Excerpt ▸
============
Thursday, September 5, 2013

Tuesday, August 13, 2013

Grieving for Leaving Nebraska

Yesterday morning, the moving trucks left our Diablo Dr. house. This was the house we lived in for 11 years, in a city we lived in for 15 years. Our children had known only one house to this point, and when we left Lincoln late in the afternoon, it was incredibly difficult to do. Along with our neighbors and friends, we all cried. Our two oldest didn't want to leave the house at all; and the rest of us hurt in our own ways. How do you leave a place that you have loved for so long? And why do you leave a place you have loved for so long? My oldest Mia is pretty angry with me- I can tell as we have always been close and have a tight dad-daughter relationship. I think she may be a bit mad with God as well; after all, she likely thinks it was dad and God in cahoots on the idea of moving to Vancouver B.C. And if this is what she thinks, she is for the most part right.

I don't know how to fully grieve this incredible loss, other than to write. I write- that's much of what I do. When I think of Lincoln, NE, I think of Grace Chapel and I think of our neighborhood on Diablo Dr. in particular. Someone said to me recently that there is something wholesome about Nebraska. It took me a few minutes to take in the comment, as I have been an evangelical Christian for many years now. Our first instinct as evangelicals is to assess that there is a real problem with this world, and that problem is sin. I think the instinct is right and that we must be honest about brokenness and sin in this world; however, I also think we get away from the theological notion of Common Grace that often permeates a people and a place as well. After all, we are His creatures (apart from redemption in Christ) and this is His world (apart from the New Heavens and New Earth). This is not to say that we no longer need to be redeemed or that this world doesn't need the transforming power of Christ and the hope of the New Heavens and the New Earth; but, it is to say that all good gifts in which we partake come from the Father of Lights (James 1:17).
============
From the post about leaving Nebraska, return the passage starting with "Yesterday morning, the" and going on through "most part right.". The rows that come next are separate material and have no connection to the post about leaving Nebraska.
============
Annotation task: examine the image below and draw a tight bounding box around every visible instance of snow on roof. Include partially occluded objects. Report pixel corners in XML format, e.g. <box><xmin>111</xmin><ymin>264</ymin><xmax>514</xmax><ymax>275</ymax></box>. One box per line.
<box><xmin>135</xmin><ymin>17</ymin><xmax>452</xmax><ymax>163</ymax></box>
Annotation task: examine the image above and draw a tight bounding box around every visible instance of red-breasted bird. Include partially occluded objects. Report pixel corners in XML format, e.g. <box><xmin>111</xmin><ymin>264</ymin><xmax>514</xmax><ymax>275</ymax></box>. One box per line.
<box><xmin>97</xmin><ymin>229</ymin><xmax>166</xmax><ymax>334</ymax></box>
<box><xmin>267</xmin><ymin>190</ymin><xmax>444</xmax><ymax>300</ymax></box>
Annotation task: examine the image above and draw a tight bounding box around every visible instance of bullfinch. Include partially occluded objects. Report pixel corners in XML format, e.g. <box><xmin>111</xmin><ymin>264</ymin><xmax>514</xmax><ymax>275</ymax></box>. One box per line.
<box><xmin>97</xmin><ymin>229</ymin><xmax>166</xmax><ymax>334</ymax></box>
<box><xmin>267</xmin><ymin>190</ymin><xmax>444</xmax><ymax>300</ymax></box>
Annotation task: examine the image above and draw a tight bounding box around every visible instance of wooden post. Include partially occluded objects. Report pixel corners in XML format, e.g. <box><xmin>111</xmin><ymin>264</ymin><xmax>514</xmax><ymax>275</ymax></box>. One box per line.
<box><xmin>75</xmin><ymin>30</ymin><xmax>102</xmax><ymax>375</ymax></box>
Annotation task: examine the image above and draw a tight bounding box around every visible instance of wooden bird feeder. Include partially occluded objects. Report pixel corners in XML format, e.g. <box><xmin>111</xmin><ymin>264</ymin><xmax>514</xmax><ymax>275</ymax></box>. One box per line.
============
Response below ▸
Yesterday morning, the moving trucks left our Diablo Dr. house. This was the house we lived in for 11 years, in a city we lived in for 15 years. Our children had known only one house to this point, and when we left Lincoln late in the afternoon, it was incredibly difficult to do. Along with our neighbors and friends, we all cried. Our two oldest didn't want to leave the house at all; and the rest of us hurt in our own ways. How do you leave a place that you have loved for so long? And why do you leave a place you have loved for so long? My oldest Mia is pretty angry with me- I can tell as we have always been close and have a tight dad-daughter relationship. I think she may be a bit mad with God as well; after all, she likely thinks it was dad and God in cahoots on the idea of moving to Vancouver B.C. And if this is what she thinks, she is for the most part right.